── Listed records ──

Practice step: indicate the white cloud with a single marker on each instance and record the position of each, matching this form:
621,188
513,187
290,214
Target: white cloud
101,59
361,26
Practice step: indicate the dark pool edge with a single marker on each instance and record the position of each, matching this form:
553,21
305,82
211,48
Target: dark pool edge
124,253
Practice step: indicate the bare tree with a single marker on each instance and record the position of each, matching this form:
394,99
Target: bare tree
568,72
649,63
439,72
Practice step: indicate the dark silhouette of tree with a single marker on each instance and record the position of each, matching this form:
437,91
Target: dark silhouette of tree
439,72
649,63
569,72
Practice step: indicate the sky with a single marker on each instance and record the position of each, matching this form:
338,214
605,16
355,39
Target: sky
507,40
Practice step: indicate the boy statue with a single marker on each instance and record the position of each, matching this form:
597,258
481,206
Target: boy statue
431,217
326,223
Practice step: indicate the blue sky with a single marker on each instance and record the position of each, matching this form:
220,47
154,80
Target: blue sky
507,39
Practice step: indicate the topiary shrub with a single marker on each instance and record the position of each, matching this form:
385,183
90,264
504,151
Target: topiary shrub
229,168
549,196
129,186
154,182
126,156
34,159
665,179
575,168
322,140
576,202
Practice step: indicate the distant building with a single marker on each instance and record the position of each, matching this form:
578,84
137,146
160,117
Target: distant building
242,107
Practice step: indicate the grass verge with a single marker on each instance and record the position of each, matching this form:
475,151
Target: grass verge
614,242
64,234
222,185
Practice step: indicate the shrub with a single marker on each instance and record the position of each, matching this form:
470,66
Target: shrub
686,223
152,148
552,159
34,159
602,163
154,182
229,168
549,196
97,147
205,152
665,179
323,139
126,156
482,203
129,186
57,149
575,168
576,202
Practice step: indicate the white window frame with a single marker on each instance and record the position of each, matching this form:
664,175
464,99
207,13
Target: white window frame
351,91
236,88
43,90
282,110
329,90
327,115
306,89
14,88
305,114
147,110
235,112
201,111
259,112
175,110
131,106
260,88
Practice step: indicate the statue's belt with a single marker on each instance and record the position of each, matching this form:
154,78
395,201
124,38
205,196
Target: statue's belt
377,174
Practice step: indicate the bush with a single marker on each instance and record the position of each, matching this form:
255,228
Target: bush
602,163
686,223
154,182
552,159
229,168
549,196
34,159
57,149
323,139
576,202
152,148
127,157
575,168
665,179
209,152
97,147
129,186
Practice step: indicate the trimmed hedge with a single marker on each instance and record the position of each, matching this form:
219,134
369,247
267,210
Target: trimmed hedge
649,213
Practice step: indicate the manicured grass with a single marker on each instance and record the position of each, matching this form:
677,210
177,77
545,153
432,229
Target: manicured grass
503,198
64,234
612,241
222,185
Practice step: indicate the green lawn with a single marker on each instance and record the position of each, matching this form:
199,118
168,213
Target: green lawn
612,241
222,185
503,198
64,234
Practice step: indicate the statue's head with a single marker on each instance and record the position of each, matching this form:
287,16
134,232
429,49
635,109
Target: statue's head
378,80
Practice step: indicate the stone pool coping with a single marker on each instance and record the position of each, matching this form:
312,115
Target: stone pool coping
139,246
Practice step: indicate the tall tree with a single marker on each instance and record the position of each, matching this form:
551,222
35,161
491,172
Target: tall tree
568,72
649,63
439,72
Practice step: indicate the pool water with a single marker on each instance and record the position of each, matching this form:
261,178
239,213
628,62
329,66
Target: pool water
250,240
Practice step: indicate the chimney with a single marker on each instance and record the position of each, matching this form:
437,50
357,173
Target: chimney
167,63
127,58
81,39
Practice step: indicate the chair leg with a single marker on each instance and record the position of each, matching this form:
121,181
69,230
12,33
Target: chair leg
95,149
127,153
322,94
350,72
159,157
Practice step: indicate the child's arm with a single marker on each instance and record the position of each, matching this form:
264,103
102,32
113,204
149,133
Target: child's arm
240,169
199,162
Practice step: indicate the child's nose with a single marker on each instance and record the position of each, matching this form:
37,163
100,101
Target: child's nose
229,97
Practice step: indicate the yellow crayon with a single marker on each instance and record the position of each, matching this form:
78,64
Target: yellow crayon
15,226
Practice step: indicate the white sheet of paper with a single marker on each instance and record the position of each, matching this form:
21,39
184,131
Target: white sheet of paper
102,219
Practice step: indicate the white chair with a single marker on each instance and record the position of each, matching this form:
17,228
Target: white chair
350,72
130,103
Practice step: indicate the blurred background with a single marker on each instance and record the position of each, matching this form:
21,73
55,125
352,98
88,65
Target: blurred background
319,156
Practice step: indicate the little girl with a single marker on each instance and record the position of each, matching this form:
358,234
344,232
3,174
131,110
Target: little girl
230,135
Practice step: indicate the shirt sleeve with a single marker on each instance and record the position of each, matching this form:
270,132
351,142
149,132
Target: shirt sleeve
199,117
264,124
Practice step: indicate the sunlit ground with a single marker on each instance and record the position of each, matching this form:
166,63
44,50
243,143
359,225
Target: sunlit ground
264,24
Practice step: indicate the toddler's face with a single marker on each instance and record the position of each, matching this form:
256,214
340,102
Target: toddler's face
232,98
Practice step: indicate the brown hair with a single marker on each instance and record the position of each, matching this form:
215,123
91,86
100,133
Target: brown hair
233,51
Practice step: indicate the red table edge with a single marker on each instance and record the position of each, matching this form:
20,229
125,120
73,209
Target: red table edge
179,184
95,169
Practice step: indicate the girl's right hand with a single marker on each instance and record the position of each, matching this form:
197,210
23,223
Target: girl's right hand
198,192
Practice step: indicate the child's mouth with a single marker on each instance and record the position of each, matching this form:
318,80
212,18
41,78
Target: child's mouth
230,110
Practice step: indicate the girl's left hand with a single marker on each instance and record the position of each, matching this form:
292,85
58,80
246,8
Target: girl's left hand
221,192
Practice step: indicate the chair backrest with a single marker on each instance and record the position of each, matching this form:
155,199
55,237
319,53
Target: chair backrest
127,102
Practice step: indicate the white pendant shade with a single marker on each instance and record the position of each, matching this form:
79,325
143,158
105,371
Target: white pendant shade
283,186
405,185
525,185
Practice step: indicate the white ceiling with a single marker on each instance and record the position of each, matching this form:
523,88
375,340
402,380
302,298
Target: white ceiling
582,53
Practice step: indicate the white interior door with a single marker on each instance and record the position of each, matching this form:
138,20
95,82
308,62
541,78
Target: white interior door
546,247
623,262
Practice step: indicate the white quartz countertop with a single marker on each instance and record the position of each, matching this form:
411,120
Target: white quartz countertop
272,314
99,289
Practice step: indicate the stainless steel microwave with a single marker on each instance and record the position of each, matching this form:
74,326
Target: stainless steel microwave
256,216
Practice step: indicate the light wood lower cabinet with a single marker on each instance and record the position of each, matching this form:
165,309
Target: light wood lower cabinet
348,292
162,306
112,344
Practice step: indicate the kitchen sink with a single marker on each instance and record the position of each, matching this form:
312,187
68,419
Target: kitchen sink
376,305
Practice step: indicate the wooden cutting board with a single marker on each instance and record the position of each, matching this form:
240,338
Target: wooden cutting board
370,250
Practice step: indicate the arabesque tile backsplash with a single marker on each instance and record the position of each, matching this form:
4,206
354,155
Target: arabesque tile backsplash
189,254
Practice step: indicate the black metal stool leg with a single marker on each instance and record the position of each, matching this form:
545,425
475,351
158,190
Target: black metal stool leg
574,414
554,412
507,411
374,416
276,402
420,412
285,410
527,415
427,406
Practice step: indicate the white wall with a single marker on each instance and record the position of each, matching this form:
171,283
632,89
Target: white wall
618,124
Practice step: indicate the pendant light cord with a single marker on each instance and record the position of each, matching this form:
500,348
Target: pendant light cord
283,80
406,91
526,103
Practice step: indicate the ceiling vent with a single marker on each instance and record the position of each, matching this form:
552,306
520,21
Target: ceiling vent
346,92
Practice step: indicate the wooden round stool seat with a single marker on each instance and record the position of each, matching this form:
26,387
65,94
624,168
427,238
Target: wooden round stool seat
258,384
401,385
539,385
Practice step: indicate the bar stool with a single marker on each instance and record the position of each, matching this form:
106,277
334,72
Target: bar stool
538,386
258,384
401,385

───

Job:
Rewrite the entries from the line with "Practice step: indicate the black" through the end of the entries, swapping "single marker" for "single dot" and keeping everything else the same.

Solution to this exercise:
Practice step: indicate the black metal stool leg with a single dot on each instance and record the position of each, matching this form:
545,425
475,351
158,190
Target: black metal stool leg
574,414
554,412
507,411
374,416
276,402
420,412
285,410
527,415
427,406
Practice step: indicate the white wall with a single dot on each instance and record the position of each, matching this form:
171,283
632,89
Target: white wall
618,124
Practice step: indicate the pendant light cord with a single dot on each instance and record the position of each, matching this form:
500,348
Target: pendant light cord
283,80
406,91
526,103
Practice step: indicate the ceiling vent with a single dot on each instance and record the position of each, matching this form:
552,306
520,21
Target: ceiling vent
346,92
Practice step: indicate the wooden round stool seat with a single dot on each instance and record the position of each, matching this form:
26,387
65,94
624,168
427,238
Target: wooden round stool seat
258,384
401,385
539,385
Practice step: indicate the bar stool with a single dot on each instance and record the position of each, matching this form:
106,277
334,72
Target: bar stool
538,386
258,384
401,385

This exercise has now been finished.